**TASK TO CARRY OUT**:
Update the listing below so that "place a single point" becomes "put one point" everywhere it appears, with nothing else changed.
::: INPUT ROWS :::
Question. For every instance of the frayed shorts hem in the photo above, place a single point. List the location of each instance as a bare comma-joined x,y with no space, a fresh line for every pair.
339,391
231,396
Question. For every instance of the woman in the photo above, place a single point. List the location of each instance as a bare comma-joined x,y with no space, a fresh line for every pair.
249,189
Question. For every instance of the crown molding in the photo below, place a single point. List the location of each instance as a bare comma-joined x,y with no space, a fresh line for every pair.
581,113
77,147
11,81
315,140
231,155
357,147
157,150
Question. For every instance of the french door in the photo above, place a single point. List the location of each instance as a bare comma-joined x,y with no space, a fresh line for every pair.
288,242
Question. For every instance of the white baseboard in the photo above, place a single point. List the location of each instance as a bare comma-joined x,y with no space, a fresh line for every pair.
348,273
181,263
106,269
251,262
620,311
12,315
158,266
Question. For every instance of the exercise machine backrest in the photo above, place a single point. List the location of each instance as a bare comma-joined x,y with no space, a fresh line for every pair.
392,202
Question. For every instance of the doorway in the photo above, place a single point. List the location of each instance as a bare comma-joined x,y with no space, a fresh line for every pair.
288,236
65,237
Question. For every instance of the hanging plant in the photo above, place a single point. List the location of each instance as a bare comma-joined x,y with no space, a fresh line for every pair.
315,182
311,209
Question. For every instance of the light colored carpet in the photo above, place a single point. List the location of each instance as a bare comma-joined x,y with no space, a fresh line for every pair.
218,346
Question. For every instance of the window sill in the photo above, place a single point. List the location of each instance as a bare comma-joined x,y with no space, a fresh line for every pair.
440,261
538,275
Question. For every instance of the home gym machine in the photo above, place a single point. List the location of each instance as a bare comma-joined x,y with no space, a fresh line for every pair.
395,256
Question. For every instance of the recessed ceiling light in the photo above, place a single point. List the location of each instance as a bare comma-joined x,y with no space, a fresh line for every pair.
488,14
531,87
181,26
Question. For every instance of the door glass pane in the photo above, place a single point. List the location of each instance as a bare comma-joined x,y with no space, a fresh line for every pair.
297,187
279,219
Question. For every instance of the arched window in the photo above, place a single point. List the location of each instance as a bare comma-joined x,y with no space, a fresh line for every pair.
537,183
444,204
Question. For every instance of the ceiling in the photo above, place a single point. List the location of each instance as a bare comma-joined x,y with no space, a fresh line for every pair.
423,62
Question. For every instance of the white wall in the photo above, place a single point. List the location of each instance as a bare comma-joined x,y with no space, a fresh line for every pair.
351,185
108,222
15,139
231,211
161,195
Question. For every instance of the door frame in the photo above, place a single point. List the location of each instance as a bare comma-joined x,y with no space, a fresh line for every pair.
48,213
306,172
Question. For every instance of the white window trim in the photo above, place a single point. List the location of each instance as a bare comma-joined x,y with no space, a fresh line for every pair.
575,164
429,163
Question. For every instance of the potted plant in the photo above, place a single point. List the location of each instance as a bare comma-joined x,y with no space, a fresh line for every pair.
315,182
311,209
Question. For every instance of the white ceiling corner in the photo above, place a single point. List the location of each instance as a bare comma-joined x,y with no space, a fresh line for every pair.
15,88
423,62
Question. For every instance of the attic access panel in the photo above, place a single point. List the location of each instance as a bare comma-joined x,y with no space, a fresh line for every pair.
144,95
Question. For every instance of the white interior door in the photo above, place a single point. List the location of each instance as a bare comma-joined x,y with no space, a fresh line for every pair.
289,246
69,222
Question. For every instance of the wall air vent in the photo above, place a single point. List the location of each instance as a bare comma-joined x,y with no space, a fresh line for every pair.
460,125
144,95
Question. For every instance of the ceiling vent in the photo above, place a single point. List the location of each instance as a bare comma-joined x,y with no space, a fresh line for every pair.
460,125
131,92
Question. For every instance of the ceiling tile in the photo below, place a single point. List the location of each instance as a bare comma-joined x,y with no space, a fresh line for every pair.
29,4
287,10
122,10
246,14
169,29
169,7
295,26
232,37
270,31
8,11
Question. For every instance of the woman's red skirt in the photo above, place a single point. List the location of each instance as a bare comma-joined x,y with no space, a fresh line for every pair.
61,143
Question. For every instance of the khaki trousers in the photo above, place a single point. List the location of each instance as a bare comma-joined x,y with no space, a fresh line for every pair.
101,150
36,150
:::
**EXPECTED OUTPUT**:
Question. For every instance of the frayed shorts hem in the photo above, put one point. List the location of each instance as a bare comma-joined x,y with no space, a fresh line for every pair.
339,391
231,396
Question. For every instance of the woman in the photo above, put one point. List the location of each instance as a bare comma-joined x,y with no space, a fresh line for every pair.
249,189
Question. For every instance of the crown molding in the photo below, put one point. List the location of each instance as a bare comma-joined x,y with no space, a fresh line for every pair.
581,113
77,147
11,81
315,140
231,155
357,147
157,150
Question. For every instance of the french door in the photo above, put one point. List the location of each instance as a bare comma-joined x,y with no space, a fresh line for every pair.
288,242
Question. For every instance of the white baseboard in the photo above, put one point. List the location of each instance as a bare comma-joined x,y with no space, a fresh line for every pair.
348,273
181,263
106,269
251,262
620,311
12,315
158,266
Question. For every instance of the exercise machine backrest in the photo above, put one point. List the location of each instance as a bare comma-joined x,y with no space, a fresh line for every pair.
392,202
Question. For every instance of the doorway in the photo above, put one point. List the location of each instance as a bare comma-joined x,y with no space, a fresh line for every pair.
288,236
65,237
Question. For every instance of the hanging plant in the photo above, put one point. List the location of each instance as a bare comma-joined x,y with no space, a fresh line for every pair.
315,182
311,209
Question. For every instance of the light colored carpet in the photo above, put one point. List the location of each instance as a bare comma-joined x,y with no space, a fresh line for every pair.
218,346
Question. For every instance of the window sill in the photo above, put one point. List the location of each instance as a bare comma-joined x,y with no space, a fresh line for every pair.
440,261
538,275
Question. For every instance of the home gym machine in the photo above, put one point. List the location of each instance as a bare comma-joined x,y with no space, a fresh line for every pair.
395,256
Question. For every instance of the recessed ceiling light in the photo above, put one point. List the location of each instance as a bare comma-joined x,y with no space, a fresh line for every pair.
488,14
531,87
181,26
Question. For every instance of the door glass pane in the photo above, put one point. List the location of each instance as a bare comma-joined x,y with no space, a fresh line for every pair.
297,187
279,219
Question. For every instance of the arched window in the photo above, put one point. List the location of each instance as a bare comma-joined x,y with no space, a fresh line for every pair.
537,183
444,204
Question. For every instance of the ceiling in the photo above, put one point. List the location of each instance as a bare comma-joined x,y with no space, a fresh line for every pair.
423,62
Question. For every instance of the white wall in the photo above, put one point. List the location of each instance as a bare comma-joined x,y with no space, a fresh line for every pair.
351,185
108,222
15,139
231,211
161,195
Question. For every instance of the door frame in the photo above, put one point. List the location of each instance as a bare comma-joined x,y with no space, a fresh line for every pair.
48,213
306,172
Question. For every instance of the white window trim in the photo above, put one point. List the location of each instance as a bare comma-joined x,y with no space, a fresh line for every pair.
575,164
429,163
Question. For every instance of the potted plant in the photo above, put one point. List the location of each instance as a bare comma-joined x,y with no space, a fresh line for every pair.
315,182
311,209
Question. For every instance of the white ceiling corner in the photo above, put one point. List the location of each instance as a bare comma-joined x,y with no space, a fresh line for every pair.
15,88
423,62
Question. For every instance of the attic access panel in the photo above, put one point. List the location of each instance as a bare comma-joined x,y with no space, a fresh line for every pair.
144,95
Question. For every instance of the white interior door in the photo above, put one point. List the location of each instance as a bare comma-joined x,y with no space, a fresh line for every pair.
289,246
69,222
Question. For every instance of the wall air vent in the photo above, put one point. List the location of each instance as a bare comma-joined x,y with no space, a fresh line for every pair.
460,125
144,95
Question. For every instance of the ceiling vent in the photo above, put one point. List the location of each instance as a bare comma-joined x,y with no space, a fresh line for every pair.
460,125
131,92
Question. For every instance of the ceiling tile in the photo below, put one point. List the location of each instance as a bare comma-joined x,y with no space, a fresh line for every pair.
29,4
287,10
122,10
246,14
169,29
169,7
295,26
232,37
270,31
8,11
Question. For every instance of the woman's red skirt in the photo above, put one point. List the location of each instance as a bare comma-joined x,y with no space, a fresh line for every pair.
61,143
Question. For every instance of the khaki trousers in the photo above, put one point. List the location of each instance as a bare comma-joined x,y with no space, a fresh line for every pair.
101,150
36,150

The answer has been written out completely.